__Exercise details__. Recast the material below as a Markdown table with two columns, "Row" and "Line". Give each non-blank line its own numbered row and omit any blank lines.

__Extracted entries__.
#####
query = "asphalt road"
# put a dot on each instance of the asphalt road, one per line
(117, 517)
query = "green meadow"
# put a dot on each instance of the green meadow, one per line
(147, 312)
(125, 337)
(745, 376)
#####
__Problem solution__.
| Row | Line |
|---|---|
| 1 | query = "asphalt road" |
| 2 | # put a dot on each instance of the asphalt road, one per line |
| 3 | (117, 517) |
| 4 | query = "green meadow" |
| 5 | # put a dot on each instance of the green meadow, one per line |
| 6 | (147, 312) |
| 7 | (125, 337) |
| 8 | (745, 376) |